• Stated exercise 1: Can you write down the part of the Hilbert-Kunz multiplicity text starting with "Let \((A,m)\) be a local" and going on through "it is regular."?

Let \((A,m)\) be a local ring of characteristic a prime number \(p>0\). The Hilbert-Kunz multiplicity of an \(m\)-primary ideal \(I\) is defined by the following limit: \(e_{HK}(I): =\lim_{e\to +\infty} {l_A(A/I^{[p^e] })\over p^{de}}\), where \(I^{[p^e]}\) is the ideal generated by all the \(p^e\)-th powers of the elements of \(I\). The main point of this paper consists of the proof that if \(A\) is an unmixed local ring of characteristic \(p>0\) with \(e_{HK}(I)=1\) then it is regular.
The authors conjecture the following: Let \((A,m)\) be an unmixed local ring of characteristic a prime number \(p>0\), then:
1. For every parameter ideal \(Q\) of \(A\), \(e(Q)\geq l_A(A/Q^*)\), where \(Q^*\) is the tight closure of \(Q\) and \(e(Q)\) is the usual multiplicity;
2. If \(e(Q)=l_A (A/Q^*)\) for some parameter ideal \(Q\) of \(A\) then \(A\) is Cohen-Macaulay and \(F\)-rational.

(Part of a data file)
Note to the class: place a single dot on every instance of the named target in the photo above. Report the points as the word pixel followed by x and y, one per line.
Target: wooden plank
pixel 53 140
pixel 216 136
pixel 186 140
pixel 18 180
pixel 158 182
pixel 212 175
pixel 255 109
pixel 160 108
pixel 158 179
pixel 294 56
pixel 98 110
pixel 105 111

• Stated exercise 2: Could you switch "wooden plank" to "metal beam" in the records and give all of them again with nothing else altered?

• Full answer 1:
Let \((A,m)\) be a local ring of characteristic a prime number \(p>0\). The Hilbert-Kunz multiplicity of an \(m\)-primary ideal \(I\) is defined by the following limit: \(e_{HK}(I): =\lim_{e\to +\infty} {l_A(A/I^{[p^e] })\over p^{de}}\), where \(I^{[p^e]}\) is the ideal generated by all the \(p^e\)-th powers of the elements of \(I\). The main point of this paper consists of the proof that if \(A\) is an unmixed local ring of characteristic \(p>0\) with \(e_{HK}(I)=1\) then it is regular.

• Full answer 2:
Note to the class: place a single dot on every instance of the named target in the photo above. Report the points as the word pixel followed by x and y, one per line.
Target: metal beam
pixel 53 140
pixel 216 136
pixel 186 140
pixel 18 180
pixel 158 182
pixel 212 175
pixel 255 109
pixel 160 108
pixel 158 179
pixel 294 56
pixel 98 110
pixel 105 111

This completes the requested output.